Alıntı metin ->
****************************************

Arzu Demir
Salgına Dair…
İnsandan insana geçmeyen ne var ki hele yaşamakta olduğumuz bu salgın günlerinde. Ne sosyal mesafeler ne maskeler ve dezenfektanlar ne de evlerimize kapanmamız önleyebiliyor bu geçirme/bulaştırma işini. Günümüzde yalnızlaşmanın pek çok hâlinden söz etsek de içinde bulunduğumuz süreç, diğerlerinden bağımsız yaşamanın insan için pek de mümkün olmadığını, birbirimize düşündüğümüzden çok daha güçlü şekilde bağlı hatta bağımlı olduğumuzu açık ve ikna edici şekilde gösteriyor bize. Bireysel farklılıklarımızın kapsamı hangi boyutta olursa olsun hastalık kadar korkuyu, kaygıyı ve neden oldukları davranış biçimlerini de hızla bulaştırıyor, yaşamımıza yönelen tehdit karşısında hatırı sayılır bir ortaklıkta buluşuyoruz. Bu, ölüm korkusunun ve neredeyse pahası ne olursa olsun yaşamı sürdürme isteğimizin açığa çıkardığı ortak arzumuzun basit bir tezahürü aslında. Hatta hayatta kalma içgüdümüz etrafında oluşan büyük anlaşma da diyebiliriz belki buna. Ancak zaman geçtikçe, kendimizi aniden içinde bulduğumuz bu yeni kriz durumu büyüyüp şartlar kötüleştikçe, kimilerinin lehine yahut aleyhine gelişmeler belirginleştikçe, bu ortaklıkta da gedikler açılacağı muhakkak ama büyük çoğunluğumuz henüz bu basit gerçeği deşmeye başlamadık. Şimdilik şaşkınız, korkuyoruz, belirsizliğin getirdiği çaresizlikle baş etmeye çalışıyoruz. Çünkü böylesi bir salgına hazır değildik. Hem de hiç hazır değildik ama neye hazır bulunabiliyorduk ki?

****************************************

Kayıtlı satırlar ->

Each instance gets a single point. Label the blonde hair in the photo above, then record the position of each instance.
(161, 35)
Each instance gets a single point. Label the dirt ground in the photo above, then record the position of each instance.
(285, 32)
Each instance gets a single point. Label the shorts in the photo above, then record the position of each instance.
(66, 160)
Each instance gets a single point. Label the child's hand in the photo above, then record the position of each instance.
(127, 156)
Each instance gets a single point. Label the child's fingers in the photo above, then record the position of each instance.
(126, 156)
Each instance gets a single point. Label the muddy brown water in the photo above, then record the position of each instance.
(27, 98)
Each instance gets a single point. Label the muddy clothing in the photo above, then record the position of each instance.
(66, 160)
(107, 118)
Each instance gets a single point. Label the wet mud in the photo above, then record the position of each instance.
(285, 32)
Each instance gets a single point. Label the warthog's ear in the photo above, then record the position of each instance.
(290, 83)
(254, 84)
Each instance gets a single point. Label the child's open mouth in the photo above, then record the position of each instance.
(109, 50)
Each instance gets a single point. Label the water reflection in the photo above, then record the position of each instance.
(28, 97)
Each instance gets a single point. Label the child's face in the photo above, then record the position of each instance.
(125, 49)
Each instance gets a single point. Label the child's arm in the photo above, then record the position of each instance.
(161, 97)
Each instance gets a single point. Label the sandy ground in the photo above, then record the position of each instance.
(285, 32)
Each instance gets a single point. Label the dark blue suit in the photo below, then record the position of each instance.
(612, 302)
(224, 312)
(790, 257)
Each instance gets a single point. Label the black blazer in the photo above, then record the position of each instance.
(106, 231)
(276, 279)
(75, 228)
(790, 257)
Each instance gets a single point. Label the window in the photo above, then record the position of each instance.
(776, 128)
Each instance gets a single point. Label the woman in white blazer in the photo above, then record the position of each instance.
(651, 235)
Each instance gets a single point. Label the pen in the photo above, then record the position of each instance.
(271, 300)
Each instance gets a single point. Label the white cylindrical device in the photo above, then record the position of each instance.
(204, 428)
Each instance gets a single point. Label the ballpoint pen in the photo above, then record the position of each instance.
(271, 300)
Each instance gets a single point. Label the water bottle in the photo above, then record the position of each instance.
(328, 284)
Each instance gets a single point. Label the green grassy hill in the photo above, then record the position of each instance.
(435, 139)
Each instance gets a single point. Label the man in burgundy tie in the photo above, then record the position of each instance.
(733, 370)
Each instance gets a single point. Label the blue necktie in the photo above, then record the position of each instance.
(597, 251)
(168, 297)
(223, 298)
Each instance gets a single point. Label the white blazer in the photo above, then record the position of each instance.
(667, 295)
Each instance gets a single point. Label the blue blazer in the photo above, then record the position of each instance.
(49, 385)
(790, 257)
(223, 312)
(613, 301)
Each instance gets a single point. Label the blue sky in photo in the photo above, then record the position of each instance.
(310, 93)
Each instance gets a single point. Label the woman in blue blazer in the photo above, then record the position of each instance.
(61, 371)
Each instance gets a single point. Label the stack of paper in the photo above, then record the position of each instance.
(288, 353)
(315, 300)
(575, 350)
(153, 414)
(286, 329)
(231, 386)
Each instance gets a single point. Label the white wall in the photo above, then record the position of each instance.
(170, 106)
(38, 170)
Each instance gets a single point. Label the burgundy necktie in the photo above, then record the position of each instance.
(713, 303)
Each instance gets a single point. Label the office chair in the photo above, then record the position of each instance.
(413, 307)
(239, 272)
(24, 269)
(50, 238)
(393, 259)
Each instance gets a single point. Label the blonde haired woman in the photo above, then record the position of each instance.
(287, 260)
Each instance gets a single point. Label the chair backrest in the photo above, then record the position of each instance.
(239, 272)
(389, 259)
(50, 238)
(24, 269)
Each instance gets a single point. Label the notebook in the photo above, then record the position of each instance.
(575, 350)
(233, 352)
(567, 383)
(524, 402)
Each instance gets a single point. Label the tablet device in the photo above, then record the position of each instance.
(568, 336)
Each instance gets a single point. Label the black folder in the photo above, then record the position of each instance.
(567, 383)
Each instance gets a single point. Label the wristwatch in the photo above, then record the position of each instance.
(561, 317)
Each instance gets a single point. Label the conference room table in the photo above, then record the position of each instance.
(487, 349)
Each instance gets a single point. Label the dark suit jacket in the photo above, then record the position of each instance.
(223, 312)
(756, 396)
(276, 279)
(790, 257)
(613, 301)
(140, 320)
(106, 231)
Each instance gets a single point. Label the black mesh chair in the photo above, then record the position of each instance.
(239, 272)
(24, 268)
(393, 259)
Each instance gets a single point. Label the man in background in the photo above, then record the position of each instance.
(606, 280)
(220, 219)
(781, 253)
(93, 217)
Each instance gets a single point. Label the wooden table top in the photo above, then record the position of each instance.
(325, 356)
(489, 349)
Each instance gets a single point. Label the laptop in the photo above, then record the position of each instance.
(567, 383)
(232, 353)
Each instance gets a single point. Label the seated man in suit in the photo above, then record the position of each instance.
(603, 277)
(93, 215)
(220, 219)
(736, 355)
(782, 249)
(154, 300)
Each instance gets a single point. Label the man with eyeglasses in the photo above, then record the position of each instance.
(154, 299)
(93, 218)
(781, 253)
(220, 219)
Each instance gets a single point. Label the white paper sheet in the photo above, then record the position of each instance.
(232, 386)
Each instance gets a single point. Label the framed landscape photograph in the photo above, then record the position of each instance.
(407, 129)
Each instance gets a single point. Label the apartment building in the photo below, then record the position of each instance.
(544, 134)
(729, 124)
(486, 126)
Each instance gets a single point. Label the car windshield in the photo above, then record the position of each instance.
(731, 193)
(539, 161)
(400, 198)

****************************************

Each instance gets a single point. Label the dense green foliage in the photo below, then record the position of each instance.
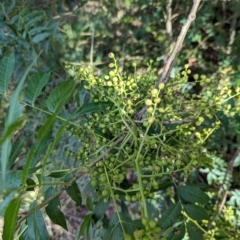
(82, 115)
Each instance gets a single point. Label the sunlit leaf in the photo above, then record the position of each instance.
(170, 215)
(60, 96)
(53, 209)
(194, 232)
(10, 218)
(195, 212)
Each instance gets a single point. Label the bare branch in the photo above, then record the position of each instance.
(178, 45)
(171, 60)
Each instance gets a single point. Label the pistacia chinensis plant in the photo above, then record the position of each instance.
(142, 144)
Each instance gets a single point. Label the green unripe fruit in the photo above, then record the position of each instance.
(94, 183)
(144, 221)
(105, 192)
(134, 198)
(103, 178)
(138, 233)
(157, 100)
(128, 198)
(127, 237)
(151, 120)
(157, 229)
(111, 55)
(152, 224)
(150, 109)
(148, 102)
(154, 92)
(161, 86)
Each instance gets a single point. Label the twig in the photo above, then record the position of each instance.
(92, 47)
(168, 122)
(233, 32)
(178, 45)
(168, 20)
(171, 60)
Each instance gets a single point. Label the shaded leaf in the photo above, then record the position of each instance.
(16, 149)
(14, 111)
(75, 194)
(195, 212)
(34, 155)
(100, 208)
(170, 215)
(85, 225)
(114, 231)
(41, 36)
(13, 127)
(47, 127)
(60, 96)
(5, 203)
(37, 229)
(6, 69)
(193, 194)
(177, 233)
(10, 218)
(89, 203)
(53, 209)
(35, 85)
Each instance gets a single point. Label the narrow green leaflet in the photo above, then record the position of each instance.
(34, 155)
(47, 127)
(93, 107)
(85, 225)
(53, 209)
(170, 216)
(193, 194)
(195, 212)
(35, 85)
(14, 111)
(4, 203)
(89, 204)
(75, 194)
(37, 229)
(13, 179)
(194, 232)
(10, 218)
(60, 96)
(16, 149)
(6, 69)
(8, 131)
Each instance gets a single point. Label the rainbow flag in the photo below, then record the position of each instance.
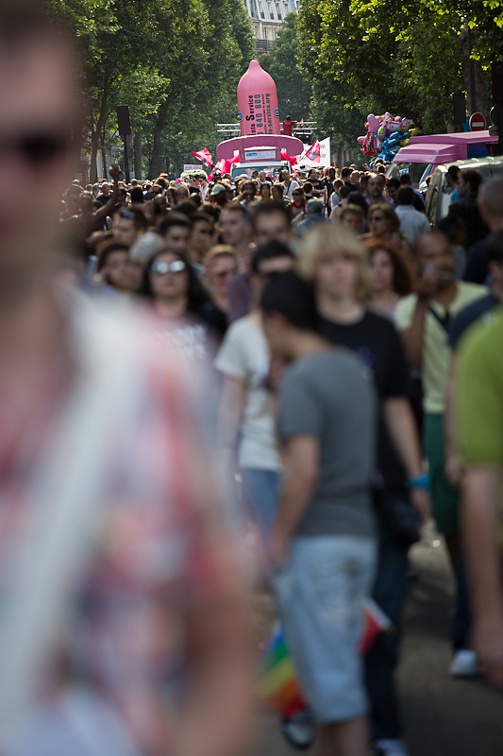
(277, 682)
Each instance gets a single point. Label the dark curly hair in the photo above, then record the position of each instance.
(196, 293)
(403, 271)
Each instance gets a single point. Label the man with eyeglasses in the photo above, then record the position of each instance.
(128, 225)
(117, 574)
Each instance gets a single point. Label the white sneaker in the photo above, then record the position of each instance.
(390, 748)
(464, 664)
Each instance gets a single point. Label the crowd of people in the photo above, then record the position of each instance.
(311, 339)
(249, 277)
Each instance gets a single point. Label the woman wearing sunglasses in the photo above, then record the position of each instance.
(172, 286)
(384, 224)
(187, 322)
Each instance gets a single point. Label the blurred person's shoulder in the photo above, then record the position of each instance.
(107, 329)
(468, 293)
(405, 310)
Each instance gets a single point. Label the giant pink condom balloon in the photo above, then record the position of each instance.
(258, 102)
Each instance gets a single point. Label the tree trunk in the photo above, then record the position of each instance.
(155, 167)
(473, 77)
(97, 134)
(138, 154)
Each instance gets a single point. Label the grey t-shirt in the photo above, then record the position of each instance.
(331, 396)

****************************************

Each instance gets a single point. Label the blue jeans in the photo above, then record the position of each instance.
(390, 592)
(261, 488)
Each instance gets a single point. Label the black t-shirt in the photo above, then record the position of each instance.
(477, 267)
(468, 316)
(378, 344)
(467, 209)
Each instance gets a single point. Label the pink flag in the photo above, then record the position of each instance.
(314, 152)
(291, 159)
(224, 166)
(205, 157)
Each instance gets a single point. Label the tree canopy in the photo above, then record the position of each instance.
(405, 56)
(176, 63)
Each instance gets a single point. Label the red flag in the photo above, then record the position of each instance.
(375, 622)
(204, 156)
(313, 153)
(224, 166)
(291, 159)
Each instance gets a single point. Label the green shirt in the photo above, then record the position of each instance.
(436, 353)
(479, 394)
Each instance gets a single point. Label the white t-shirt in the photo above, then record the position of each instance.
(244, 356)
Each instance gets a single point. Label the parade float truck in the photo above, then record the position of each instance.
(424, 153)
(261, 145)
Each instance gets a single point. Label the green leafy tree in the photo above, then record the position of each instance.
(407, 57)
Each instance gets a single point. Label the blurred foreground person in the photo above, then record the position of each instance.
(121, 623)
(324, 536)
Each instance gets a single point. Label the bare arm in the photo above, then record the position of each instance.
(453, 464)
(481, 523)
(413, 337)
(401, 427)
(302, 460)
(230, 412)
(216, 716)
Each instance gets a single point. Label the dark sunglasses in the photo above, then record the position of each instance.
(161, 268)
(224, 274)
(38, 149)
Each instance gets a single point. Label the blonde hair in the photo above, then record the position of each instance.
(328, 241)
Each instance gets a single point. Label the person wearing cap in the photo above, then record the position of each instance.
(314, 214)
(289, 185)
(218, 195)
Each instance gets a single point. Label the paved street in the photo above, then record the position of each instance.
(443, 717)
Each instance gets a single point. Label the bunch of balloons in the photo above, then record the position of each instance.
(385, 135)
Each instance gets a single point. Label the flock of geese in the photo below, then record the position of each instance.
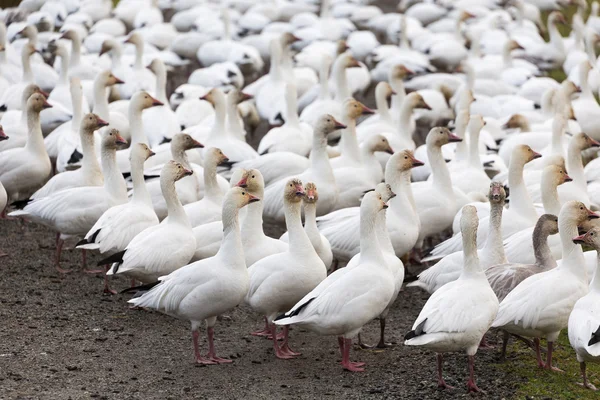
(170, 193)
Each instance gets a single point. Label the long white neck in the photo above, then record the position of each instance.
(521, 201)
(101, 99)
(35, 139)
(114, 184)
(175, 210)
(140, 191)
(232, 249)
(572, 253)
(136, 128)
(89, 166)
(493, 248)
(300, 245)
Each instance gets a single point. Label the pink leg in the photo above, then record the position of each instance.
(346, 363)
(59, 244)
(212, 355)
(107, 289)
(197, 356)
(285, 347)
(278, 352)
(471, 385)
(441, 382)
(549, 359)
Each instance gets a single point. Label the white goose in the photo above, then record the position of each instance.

****************************************

Yapılacak işler ->
1/ Kayıtlarda "Each instance gets a single point. Label the long" ifadesini içeren satırdan başlayıp "Each instance gets a single point. Label the white goose" ifadesini içeren satıra kadar giden satırları, iki uç satır da dahil olmak üzere, birebir aktar.
2/ Salgın üzerine yazıyı bir sonraki bölümle sürdür.

Yanıtlar aşağıda ->
1/
Each instance gets a single point. Label the long white neck in the photo above, then record the position of each instance.
(521, 201)
(101, 99)
(35, 139)
(114, 184)
(175, 210)
(140, 191)
(232, 249)
(572, 253)
(136, 128)
(89, 166)
(493, 248)
(300, 245)
Each instance gets a single point. Label the pink leg in the photo above, then record the position of each instance.
(346, 363)
(59, 244)
(212, 355)
(107, 289)
(197, 356)
(285, 347)
(278, 352)
(471, 385)
(441, 382)
(549, 359)
Each instance gets a single point. Label the white goose in the photo above, then record the position of each instance.

2/
Yıllardır sınırlarımız boyunca süren savaşlar, ülkemizdeki çatışmalar, darbe girişimleri, bombalamalar, doğal afetler yaşamımızdan hiç eksilmediği; bu felaketlerden birebir etkilenenler, mülteciler, depremzedeler aramızda yaşadığı hâlde, hep yanı başımızda olduğunu bildiğimiz benzer olasılıklara hazırlanabilmiş, gerçekleri olduğu gibi görmeye ve sahiden kalıcı ve ciddi çözümler üretmeye kalkışmış mıydık? Hayır, büyük çoğunluğumuz bunları yapmak yerine korkmuş, yorulmuş, ümidimizi tüketmiş dolayısıyla izin verildiği ölçüde bize kalana sarılmış; dayatılana, istenene uyum göstermeye çalışmakla yetinmiştik. Elbette yaşanan onca şey kolayca geçiştirilecek etkiler bırakmadı üzerimizde, bu yüzden de kolayca çıkamadık içlerinden. Ağladık, sızladık, acı çektik ama yaralarımızı derinlerine inip temizlemeye cesaret edemeden sardık. Ne yazık ki hayatta kalmak, artık epeyce daralmış olsa da güvenli alanlarımızı korumak, ekonomik ve sosyal koşullarımızı en az kayıpla sürdürebilmek için bunu sık sık yapar hâle geldik. Bir durumu derinlemesine inceleyip sorunları açıkça ortaya koymanın, onları gerçekçi bir yaklaşımla çözmenin ciddi bedeller ödemeyi gerektirdiğini iyi biliyoruz çünkü.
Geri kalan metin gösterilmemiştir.